● **What needs to be done**
Find the line containing "of the green" in the material below; copy that line and all following lines exactly.

Collection entries
────────────────────
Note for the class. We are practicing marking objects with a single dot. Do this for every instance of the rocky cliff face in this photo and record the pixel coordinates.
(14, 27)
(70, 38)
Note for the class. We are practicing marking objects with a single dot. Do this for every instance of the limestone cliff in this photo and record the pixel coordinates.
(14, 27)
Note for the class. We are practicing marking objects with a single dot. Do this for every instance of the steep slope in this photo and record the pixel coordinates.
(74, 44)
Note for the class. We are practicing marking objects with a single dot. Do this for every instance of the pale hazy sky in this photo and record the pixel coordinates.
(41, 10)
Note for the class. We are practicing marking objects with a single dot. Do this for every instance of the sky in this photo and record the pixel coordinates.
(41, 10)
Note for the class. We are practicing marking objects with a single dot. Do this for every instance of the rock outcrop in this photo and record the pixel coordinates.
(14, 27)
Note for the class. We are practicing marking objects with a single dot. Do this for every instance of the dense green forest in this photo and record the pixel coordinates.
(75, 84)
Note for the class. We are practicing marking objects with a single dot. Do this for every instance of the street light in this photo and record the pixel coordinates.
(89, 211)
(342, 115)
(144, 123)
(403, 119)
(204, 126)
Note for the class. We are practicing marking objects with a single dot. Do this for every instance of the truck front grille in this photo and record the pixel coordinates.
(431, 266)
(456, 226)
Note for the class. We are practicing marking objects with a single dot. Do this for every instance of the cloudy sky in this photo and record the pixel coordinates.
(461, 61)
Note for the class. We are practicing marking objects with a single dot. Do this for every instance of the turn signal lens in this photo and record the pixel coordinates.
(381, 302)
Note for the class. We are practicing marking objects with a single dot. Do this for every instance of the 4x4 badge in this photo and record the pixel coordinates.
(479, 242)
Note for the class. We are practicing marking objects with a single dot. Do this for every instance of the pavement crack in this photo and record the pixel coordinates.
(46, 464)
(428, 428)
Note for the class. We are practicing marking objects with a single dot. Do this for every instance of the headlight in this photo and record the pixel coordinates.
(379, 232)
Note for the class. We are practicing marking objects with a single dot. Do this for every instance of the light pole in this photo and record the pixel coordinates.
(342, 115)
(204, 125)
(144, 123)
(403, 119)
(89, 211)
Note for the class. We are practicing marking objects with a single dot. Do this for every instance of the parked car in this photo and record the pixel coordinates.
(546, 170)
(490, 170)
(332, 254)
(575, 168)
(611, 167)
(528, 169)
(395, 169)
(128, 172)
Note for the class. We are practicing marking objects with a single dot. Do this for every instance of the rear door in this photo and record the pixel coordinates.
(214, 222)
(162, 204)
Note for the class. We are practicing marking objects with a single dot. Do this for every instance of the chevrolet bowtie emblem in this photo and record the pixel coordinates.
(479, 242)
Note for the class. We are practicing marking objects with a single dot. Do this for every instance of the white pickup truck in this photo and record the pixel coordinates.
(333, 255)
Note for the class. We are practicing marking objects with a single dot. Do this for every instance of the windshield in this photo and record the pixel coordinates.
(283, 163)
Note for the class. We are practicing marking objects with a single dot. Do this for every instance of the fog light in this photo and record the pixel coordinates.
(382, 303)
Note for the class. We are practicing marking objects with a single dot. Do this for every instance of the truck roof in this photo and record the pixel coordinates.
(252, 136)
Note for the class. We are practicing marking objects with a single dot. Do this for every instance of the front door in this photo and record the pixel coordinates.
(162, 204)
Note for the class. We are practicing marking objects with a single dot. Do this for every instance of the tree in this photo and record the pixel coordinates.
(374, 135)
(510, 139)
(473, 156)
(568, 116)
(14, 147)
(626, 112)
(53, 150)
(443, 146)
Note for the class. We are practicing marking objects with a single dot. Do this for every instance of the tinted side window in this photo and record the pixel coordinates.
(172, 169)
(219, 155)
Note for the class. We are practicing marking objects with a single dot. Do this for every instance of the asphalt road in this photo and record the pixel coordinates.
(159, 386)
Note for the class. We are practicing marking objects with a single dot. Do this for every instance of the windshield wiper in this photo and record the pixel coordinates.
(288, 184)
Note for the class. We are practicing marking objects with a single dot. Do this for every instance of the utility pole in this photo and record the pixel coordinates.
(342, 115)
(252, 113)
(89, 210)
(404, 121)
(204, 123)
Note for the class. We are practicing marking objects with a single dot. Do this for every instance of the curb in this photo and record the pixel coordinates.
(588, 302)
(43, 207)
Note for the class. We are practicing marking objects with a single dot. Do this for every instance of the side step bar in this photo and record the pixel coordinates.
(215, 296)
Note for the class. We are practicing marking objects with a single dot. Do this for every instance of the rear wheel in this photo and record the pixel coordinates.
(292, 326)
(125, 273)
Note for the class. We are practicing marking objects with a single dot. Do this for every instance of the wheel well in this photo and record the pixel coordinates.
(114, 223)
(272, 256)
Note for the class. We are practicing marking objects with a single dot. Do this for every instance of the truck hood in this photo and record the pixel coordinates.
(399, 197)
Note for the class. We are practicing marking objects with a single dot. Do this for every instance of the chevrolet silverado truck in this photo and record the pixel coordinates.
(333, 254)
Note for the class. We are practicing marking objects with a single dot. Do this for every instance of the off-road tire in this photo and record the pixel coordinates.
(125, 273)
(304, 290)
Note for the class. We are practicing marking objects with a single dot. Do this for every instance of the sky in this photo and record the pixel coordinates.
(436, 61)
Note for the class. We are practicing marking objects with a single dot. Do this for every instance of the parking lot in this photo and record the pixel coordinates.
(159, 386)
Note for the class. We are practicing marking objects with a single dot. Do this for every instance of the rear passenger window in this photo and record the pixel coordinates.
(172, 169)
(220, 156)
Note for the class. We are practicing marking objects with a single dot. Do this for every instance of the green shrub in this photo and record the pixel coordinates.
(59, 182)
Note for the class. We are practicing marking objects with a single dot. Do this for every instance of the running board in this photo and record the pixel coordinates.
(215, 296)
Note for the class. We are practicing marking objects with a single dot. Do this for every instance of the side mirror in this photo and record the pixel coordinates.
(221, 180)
────────────────────
● **Output for this exercise**
Note for the class. We are practicing marking objects with a single dot. Do this for every instance of the green shrub in this photo and record the pixel coordinates.
(59, 182)
Note for the class. We are practicing marking objects with a single dot. Do this for every instance of the running board in this photo and record the pixel coordinates.
(215, 296)
Note for the class. We are practicing marking objects with a single dot. Do this for every instance of the side mirror in this photo and record the pixel coordinates.
(221, 180)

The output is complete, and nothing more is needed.